» WORK TO DO:
a) From the forum post about choosing a Cockapoo breeder, write out word for word the part that opens with the words containing "My wife and" and closes with "excited about it!".
b) In the forum post about choosing a Cockapoo breeder, what breed was the wife's last dog?

» PASSAGE PROVIDED:
[Begin]
# Questions/Suggestions about Sylml as Breeder Choice



## DogLover24 (Aug 2, 2015)

Hello, I'm new to this site. Hope you're all doing well!

My wife and I recently married and are looking into getting a dog together. Neither of us have had dogs for awhile, her last being a Border Collie and mine being a German Sheppard/Chow Chow mix, so we're both pretty excited about it!

After a lot of searching of various dog breeds we stumbled upon the Cockapoo. We did some research and finally decided on them. 

After a little more research we've found a few breeders, but as this is the first time either of us will be getting a dog ourselves we wanted to try and get some more immediate feedback if at all possible.

I've seen quite a few good things about Sylml/Pinetreecockapoo, but I was wondering if anyone here had any personal experience with them? Dover Doodles is another one we looked into. Also, does anyone know of any breeders located in South West, UK?

If anyone has any advice or feedback that'd be fantastic!
[End]
» DATA BLOCK:
[Begin]
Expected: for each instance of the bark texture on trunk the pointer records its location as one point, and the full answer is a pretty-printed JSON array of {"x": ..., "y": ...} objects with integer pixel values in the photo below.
[End]
» TASK RESULTS:
a)
My wife and I recently married and are looking into getting a dog together. Neither of us have had dogs for awhile, her last being a Border Collie and mine being a German Sheppard/Chow Chow mix, so we're both pretty excited about it!

b) A Border Collie.